──────── Provided records

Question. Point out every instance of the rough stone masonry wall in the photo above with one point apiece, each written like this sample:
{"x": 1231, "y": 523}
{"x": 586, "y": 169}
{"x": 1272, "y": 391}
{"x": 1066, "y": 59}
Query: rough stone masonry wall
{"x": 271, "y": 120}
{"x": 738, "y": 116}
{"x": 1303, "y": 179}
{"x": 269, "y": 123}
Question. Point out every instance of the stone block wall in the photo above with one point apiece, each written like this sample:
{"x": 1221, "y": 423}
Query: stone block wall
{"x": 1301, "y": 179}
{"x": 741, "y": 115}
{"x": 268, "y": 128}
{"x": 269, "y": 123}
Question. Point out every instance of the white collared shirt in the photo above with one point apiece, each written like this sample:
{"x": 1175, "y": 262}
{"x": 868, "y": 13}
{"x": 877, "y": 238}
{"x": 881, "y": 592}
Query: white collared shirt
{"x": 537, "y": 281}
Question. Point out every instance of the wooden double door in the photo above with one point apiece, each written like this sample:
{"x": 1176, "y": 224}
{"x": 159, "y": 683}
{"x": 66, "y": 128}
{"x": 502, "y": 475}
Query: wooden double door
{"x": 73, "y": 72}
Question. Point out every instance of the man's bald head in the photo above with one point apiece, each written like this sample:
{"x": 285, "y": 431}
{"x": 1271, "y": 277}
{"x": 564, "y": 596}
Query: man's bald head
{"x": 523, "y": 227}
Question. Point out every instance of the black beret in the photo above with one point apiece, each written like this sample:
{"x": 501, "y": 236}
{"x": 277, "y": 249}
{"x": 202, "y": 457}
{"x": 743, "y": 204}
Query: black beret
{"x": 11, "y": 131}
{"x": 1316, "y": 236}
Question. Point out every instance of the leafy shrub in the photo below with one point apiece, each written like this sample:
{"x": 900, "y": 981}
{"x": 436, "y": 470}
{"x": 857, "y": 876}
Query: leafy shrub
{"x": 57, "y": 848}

────────────────

▸ Instructions to follow:
Everything in the listing must be reproduced exactly; please include every line.

▸ Your solution:
Question. Point out every instance of the rough stone masonry wall in the photo above with one point apiece, each written like this sample:
{"x": 1231, "y": 523}
{"x": 586, "y": 169}
{"x": 1272, "y": 391}
{"x": 1066, "y": 59}
Query: rough stone masonry wall
{"x": 271, "y": 120}
{"x": 738, "y": 116}
{"x": 1303, "y": 179}
{"x": 269, "y": 123}
Question. Point out every instance of the stone block wall in the photo above with one point apiece, each written like this sample:
{"x": 1221, "y": 423}
Query: stone block wall
{"x": 1301, "y": 179}
{"x": 741, "y": 115}
{"x": 268, "y": 128}
{"x": 269, "y": 123}
Question. Point out every instance of the white collared shirt in the photo above with one point apiece, each written like this sample:
{"x": 1175, "y": 262}
{"x": 868, "y": 13}
{"x": 877, "y": 238}
{"x": 881, "y": 592}
Query: white collared shirt
{"x": 537, "y": 281}
Question. Point out every instance of the wooden double door in the photo above with one point apiece, each written like this sample:
{"x": 1176, "y": 224}
{"x": 159, "y": 683}
{"x": 66, "y": 128}
{"x": 502, "y": 475}
Query: wooden double door
{"x": 73, "y": 72}
Question. Point out every instance of the man's bald head in the photo above with one point apiece, each written like this sample:
{"x": 285, "y": 431}
{"x": 1271, "y": 277}
{"x": 564, "y": 596}
Query: man's bald head
{"x": 523, "y": 227}
Question. Point out every instance of the black beret in the photo above with one point apiece, each written like this sample:
{"x": 501, "y": 236}
{"x": 277, "y": 249}
{"x": 202, "y": 457}
{"x": 743, "y": 204}
Query: black beret
{"x": 11, "y": 131}
{"x": 1316, "y": 236}
Question. Point out every instance of the leafy shrub in the photo below with one point apiece, each written like this sample:
{"x": 900, "y": 981}
{"x": 436, "y": 470}
{"x": 857, "y": 876}
Query: leafy shrub
{"x": 57, "y": 848}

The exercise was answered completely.